*Tâche écrite 1*: Recopiez le passage choisi depuis « Oserai-je vous supplier » jusqu'à « parle si librement. » inclus, en substituant « artiste » à « peintre ».
*Tâche écrite 2*: Rédigez la suite du passage choisi, en reprenant après sa dernière phrase.

____ Passage choisi

Si j’avais de la santé et des yeux, monsieur, je vous aurais répondu plus tôt ; si j’étais jeune, je viendrais sûrement vous voir, vous embrasser, admirer vos talents, être témoin de la protection que vous donnez aux arts, et partager vos plaisirs. Une si grande satisfaction n’est pas faite pour la fin de ma vie ; je suis réduit à pouvoir à peine dicter une lettre.

Oserai-je vous supplier de vouloir bien faire mes compliments à MM. Fabri et Paradisi[2], à qui je dois autant de reconnaissance que de rimes ?

Je suis toujours étonné que vous ayez traduit la tragédie d’Idomènèe[3]. Il me semble qu’un bon peintre comme vous ne doit copier que les ouvrages des Raphaëls. Il vous était aisé de vous faire informer par M. Goldoni si cet Idoménée est au rang des pièces qu’on représente, si ce n’est pas un très-mauvais ouvrage, pardonnable à la jeunesse d’un auteur qui depuis fit de meilleures choses. En vérité, il n’est pas permis au traducteur de Phèdre d’être celui d’Idomènée. Il vaudrait beaucoup mieux retrancher cette pièce de votre recueil, que de faire dire aux critiques que l’on a traduit également le bon et le mauvais. Pardonnez au vif intérêt que je prends à vous, si je vous parle si librement.

________
____ Données

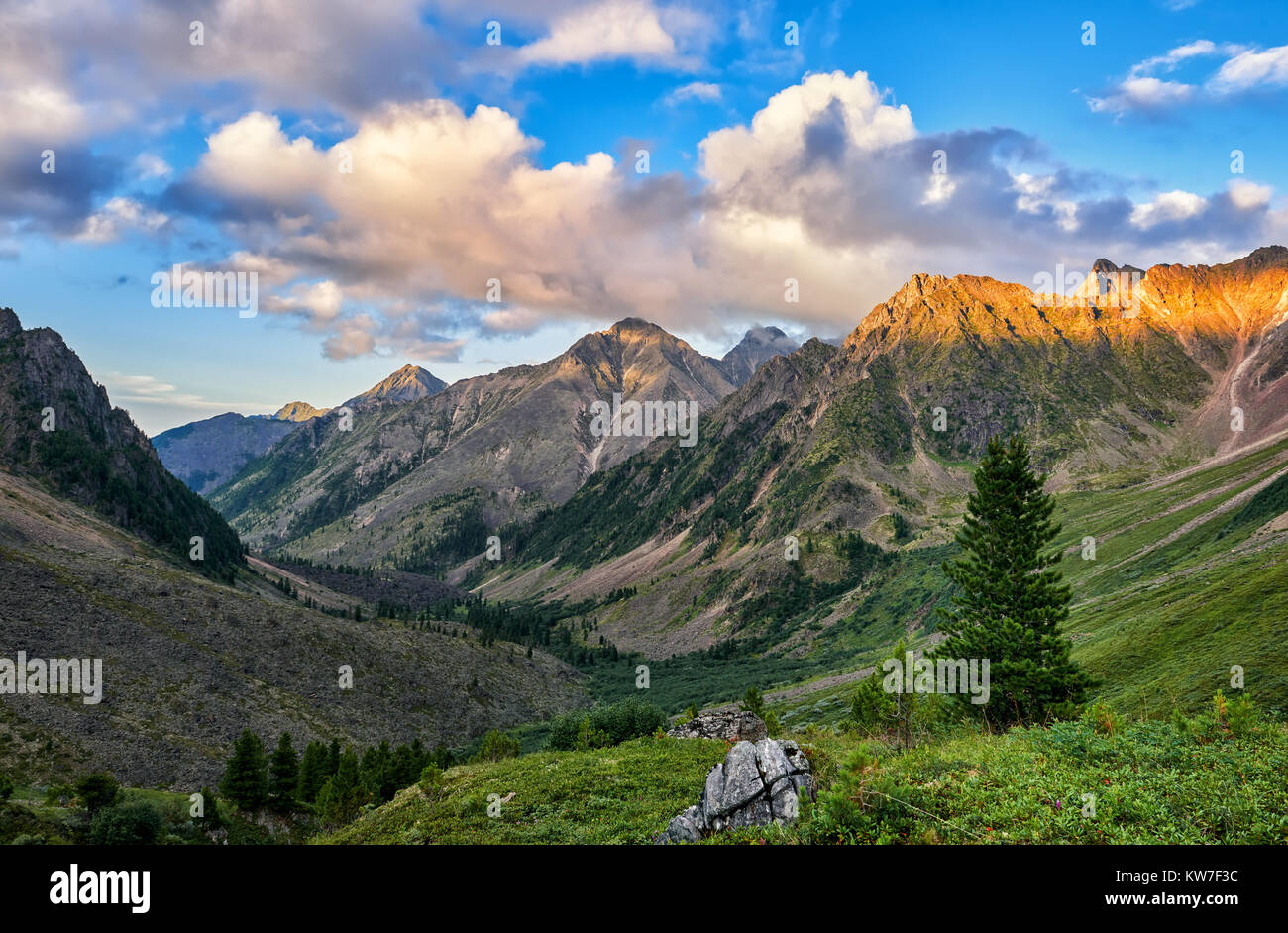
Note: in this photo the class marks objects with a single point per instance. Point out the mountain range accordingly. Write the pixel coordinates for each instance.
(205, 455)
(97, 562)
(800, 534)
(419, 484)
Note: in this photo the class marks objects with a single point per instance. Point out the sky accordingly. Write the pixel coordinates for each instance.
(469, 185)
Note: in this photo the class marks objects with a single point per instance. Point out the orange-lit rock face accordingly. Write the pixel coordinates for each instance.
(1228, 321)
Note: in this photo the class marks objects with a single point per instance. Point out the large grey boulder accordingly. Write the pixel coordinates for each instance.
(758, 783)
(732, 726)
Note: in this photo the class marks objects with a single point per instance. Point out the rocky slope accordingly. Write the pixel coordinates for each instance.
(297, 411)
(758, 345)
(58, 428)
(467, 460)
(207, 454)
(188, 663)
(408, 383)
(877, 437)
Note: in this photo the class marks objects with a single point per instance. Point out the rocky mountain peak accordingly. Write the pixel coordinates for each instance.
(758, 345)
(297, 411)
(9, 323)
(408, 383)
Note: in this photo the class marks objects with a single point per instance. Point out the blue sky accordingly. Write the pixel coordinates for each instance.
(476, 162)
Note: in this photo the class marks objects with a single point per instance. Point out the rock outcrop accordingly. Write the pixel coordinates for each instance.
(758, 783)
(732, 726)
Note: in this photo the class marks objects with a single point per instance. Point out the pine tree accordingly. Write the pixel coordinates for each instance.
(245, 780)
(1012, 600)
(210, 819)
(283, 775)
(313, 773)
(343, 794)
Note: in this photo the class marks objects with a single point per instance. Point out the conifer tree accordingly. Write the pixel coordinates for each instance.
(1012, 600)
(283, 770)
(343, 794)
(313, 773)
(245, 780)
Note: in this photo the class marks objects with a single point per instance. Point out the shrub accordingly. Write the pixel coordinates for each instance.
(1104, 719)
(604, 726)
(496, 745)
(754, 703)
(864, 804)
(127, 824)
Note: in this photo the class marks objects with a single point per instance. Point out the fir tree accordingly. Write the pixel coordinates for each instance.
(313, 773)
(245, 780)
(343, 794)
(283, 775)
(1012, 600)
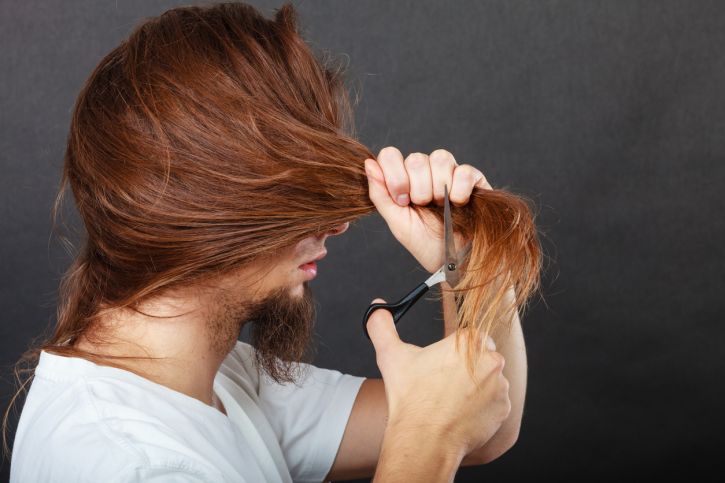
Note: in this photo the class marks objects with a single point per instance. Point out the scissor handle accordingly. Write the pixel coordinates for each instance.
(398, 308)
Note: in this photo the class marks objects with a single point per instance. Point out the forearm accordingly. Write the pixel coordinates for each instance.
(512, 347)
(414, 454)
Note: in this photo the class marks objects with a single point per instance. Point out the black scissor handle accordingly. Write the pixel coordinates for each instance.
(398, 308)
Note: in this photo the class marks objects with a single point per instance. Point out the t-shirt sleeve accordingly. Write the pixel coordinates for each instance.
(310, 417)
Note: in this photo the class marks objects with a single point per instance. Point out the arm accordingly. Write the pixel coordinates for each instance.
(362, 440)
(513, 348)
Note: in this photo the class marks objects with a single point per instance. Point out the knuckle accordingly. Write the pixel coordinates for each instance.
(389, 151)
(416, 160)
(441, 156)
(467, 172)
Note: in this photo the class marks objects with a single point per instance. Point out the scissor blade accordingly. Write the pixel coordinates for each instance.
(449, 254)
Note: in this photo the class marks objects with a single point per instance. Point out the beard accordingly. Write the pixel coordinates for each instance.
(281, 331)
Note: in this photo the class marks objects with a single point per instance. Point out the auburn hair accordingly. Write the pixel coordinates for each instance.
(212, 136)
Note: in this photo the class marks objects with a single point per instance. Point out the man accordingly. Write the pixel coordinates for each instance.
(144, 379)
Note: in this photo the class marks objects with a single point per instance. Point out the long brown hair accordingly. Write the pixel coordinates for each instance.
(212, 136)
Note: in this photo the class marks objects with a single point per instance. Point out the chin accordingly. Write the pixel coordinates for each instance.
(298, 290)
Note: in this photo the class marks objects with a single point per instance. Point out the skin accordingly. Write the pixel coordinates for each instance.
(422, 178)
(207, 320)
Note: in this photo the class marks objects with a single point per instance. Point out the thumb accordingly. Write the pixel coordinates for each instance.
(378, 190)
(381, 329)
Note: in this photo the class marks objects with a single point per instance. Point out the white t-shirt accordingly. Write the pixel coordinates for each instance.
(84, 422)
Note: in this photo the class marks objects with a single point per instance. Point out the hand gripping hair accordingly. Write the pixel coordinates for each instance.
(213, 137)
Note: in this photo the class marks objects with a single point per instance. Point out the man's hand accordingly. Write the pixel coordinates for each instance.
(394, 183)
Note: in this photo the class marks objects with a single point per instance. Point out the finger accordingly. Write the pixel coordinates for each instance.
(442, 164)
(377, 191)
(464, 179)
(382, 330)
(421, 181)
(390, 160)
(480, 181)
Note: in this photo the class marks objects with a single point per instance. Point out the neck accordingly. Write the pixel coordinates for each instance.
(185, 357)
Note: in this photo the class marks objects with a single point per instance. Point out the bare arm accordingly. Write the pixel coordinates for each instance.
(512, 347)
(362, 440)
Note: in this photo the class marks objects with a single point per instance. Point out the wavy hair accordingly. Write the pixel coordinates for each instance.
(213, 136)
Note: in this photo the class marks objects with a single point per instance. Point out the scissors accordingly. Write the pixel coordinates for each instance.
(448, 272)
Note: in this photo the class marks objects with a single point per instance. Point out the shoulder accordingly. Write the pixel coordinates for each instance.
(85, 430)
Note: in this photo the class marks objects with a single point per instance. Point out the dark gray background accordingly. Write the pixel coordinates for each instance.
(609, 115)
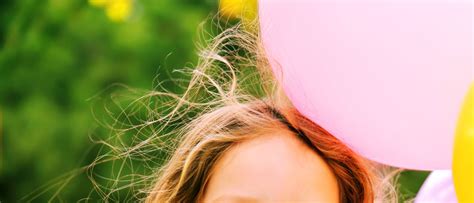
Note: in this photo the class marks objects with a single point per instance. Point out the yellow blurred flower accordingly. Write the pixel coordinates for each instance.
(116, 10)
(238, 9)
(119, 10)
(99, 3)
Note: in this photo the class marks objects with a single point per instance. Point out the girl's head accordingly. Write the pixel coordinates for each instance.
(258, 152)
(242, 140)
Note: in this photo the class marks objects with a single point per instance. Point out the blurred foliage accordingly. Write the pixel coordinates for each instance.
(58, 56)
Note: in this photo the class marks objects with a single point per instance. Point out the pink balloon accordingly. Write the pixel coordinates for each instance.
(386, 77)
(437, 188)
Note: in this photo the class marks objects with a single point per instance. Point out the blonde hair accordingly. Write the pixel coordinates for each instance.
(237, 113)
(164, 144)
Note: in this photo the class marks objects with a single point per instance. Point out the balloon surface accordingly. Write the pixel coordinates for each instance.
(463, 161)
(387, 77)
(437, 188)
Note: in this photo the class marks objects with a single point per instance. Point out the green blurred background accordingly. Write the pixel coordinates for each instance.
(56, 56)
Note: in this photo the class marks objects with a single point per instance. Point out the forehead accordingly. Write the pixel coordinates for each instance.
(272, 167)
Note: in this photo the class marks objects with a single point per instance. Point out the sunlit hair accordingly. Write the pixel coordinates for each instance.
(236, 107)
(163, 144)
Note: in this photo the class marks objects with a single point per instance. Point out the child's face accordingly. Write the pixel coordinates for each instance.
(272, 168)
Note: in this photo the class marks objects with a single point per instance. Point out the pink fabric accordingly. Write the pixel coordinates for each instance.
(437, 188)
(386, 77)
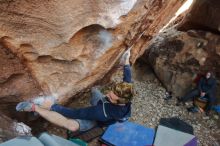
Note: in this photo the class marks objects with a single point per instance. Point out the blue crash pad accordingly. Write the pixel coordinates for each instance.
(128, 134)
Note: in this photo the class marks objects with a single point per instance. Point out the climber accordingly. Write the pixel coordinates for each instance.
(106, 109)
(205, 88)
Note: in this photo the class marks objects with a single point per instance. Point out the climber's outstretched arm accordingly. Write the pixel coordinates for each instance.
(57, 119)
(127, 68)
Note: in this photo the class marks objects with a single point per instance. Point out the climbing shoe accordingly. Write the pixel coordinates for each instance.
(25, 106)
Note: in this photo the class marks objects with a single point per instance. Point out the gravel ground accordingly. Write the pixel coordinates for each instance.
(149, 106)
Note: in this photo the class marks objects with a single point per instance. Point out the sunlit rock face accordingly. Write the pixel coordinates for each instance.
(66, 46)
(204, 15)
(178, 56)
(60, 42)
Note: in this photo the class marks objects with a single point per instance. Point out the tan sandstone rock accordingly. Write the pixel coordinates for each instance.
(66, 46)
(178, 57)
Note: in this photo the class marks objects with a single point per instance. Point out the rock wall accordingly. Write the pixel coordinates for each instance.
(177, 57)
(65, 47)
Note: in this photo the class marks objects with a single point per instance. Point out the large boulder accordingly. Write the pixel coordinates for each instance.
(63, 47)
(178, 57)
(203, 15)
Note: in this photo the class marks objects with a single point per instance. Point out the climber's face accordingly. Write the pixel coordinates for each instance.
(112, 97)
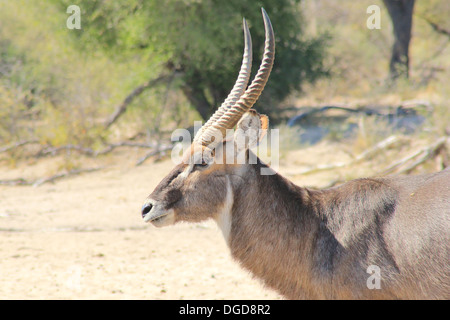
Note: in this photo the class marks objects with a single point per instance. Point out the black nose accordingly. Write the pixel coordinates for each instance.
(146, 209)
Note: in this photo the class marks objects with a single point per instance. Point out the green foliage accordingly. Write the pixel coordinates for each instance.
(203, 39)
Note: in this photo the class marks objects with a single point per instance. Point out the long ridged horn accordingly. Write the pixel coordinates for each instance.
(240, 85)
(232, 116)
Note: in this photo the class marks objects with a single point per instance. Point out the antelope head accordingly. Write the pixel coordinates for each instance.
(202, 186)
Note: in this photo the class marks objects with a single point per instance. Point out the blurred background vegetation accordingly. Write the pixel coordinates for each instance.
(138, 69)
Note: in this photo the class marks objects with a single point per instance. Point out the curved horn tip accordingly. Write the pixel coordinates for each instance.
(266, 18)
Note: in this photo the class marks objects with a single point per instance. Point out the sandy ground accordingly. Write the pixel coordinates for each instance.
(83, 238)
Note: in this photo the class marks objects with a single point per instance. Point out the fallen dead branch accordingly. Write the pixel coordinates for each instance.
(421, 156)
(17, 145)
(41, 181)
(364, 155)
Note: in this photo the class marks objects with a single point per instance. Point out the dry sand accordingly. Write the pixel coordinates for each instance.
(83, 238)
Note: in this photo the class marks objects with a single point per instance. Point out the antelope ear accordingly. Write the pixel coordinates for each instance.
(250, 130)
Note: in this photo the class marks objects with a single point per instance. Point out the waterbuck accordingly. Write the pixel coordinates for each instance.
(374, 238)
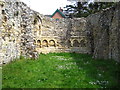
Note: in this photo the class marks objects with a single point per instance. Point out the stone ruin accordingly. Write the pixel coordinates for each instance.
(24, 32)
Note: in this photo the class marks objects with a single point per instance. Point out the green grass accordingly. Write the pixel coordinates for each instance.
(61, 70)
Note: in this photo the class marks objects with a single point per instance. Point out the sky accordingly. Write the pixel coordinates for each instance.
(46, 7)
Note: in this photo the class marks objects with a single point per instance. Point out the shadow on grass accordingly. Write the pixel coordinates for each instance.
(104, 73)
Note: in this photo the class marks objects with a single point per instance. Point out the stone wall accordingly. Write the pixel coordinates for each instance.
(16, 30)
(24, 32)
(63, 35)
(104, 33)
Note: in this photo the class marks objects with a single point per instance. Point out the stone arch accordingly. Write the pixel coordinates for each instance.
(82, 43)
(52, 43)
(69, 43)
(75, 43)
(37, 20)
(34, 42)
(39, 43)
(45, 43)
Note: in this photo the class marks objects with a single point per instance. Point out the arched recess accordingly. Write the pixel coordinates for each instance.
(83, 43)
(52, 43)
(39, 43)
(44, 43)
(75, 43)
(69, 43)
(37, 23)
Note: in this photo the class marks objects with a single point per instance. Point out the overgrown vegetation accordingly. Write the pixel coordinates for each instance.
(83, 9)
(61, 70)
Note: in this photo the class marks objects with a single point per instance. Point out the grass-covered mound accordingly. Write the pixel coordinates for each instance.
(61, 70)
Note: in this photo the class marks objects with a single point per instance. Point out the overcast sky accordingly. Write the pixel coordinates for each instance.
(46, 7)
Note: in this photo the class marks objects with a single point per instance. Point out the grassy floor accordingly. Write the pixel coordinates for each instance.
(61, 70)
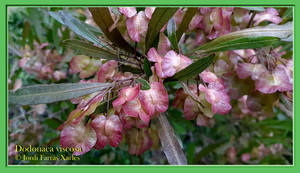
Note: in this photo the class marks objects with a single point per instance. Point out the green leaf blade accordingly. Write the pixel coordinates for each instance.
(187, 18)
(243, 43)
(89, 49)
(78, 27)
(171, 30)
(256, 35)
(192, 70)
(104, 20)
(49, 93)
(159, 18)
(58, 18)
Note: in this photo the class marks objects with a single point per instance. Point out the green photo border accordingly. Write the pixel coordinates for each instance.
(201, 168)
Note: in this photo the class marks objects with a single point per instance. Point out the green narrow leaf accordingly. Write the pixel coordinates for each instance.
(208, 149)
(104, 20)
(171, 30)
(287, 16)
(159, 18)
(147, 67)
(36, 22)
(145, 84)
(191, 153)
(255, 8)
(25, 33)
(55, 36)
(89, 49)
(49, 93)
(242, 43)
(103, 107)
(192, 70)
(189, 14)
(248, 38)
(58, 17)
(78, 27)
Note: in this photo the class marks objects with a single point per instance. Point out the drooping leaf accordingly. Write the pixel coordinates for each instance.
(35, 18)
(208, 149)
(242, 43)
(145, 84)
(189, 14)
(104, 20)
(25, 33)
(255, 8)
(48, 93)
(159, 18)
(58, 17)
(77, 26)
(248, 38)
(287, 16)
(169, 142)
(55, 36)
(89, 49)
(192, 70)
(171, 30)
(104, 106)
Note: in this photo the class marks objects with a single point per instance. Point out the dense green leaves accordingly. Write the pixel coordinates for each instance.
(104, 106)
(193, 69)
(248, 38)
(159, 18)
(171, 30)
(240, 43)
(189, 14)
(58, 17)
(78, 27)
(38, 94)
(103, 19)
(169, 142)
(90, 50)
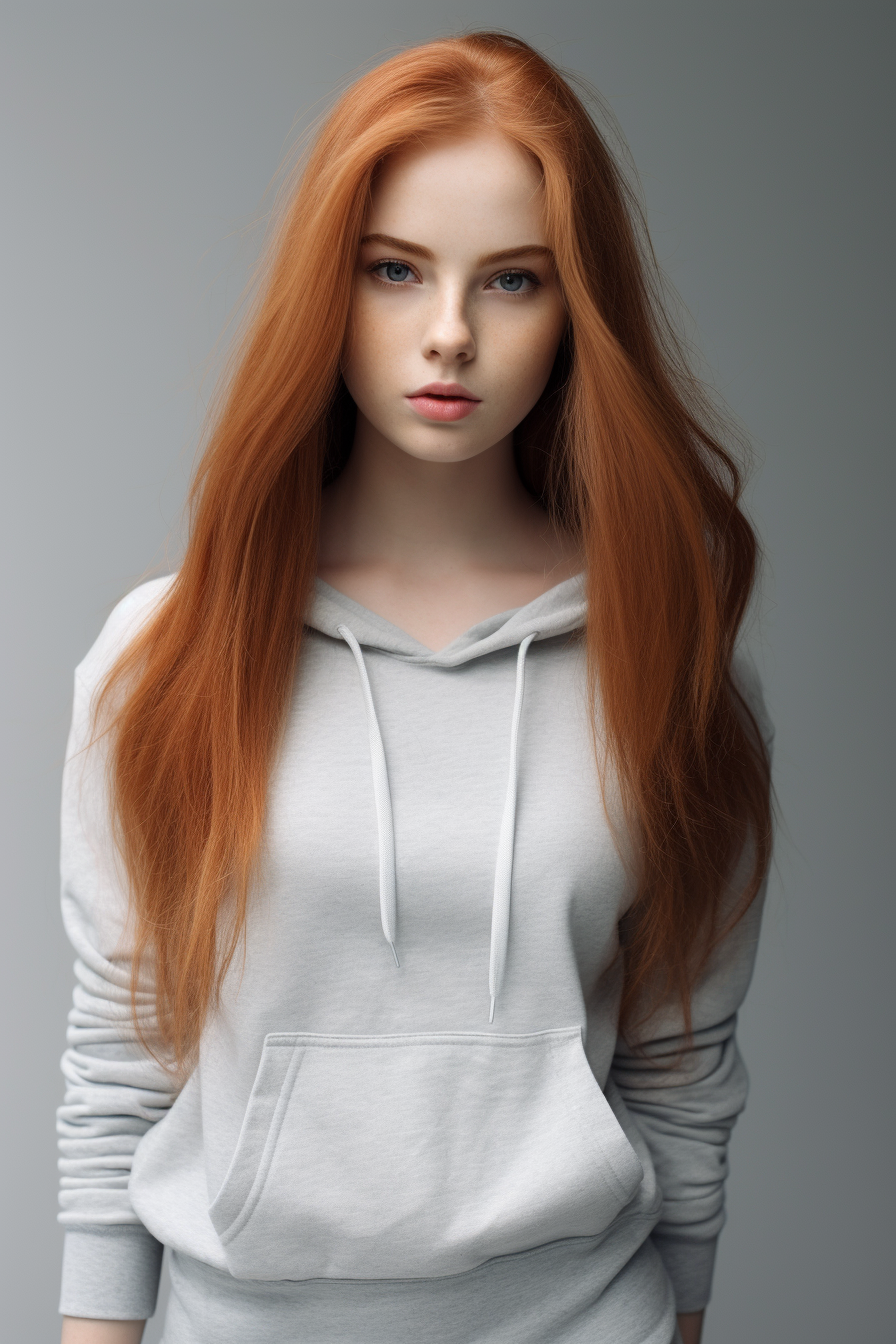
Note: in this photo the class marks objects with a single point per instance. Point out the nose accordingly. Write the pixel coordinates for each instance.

________

*Réponse 1*:
Oserai-je vous supplier de vouloir bien faire mes compliments à MM. Fabri et Paradisi[2], à qui je dois autant de reconnaissance que de rimes ?

Je suis toujours étonné que vous ayez traduit la tragédie d’Idomènèe[3]. Il me semble qu’un bon artiste comme vous ne doit copier que les ouvrages des Raphaëls. Il vous était aisé de vous faire informer par M. Goldoni si cet Idoménée est au rang des pièces qu’on représente, si ce n’est pas un très-mauvais ouvrage, pardonnable à la jeunesse d’un auteur qui depuis fit de meilleures choses. En vérité, il n’est pas permis au traducteur de Phèdre d’être celui d’Idomènée. Il vaudrait beaucoup mieux retrancher cette pièce de votre recueil, que de faire dire aux critiques que l’on a traduit également le bon et le mauvais. Pardonnez au vif intérêt que je prends à vous, si je vous parle si librement.

*Réponse 2*:
Je vous ai déjà mandé, monsieur, que je n’avais depuis longtemps aucune nouvelle de M. Goldoni ; mais j’espère toujours que j’aurai le plaisir de le voir, quand il reviendra en Italie. Je ne sais s’il travaille pour nos comédiens italiens, qui se sont unis à un opéra-comique qui a, dit-on, beaucoup de succès. C’est un spectacle fort gai et fort amusant, mais qui consiste principalement en chansons et en danses. Cela ne me paraît pas du ressort de M. Goldoni, dont le talent est de peindre les mœurs. Cependant je me flatte toujours que son voyage lui sera utile et agréable.

Un homme[4] de la maison de la belle Laure a fait des commentaires sur la vie de Pétrarque en deux énormes volumes in-4°. Je ne sais si vous les avez lus ; je serais bien plus curieux de lire les deux petits volumes que vous me promettez.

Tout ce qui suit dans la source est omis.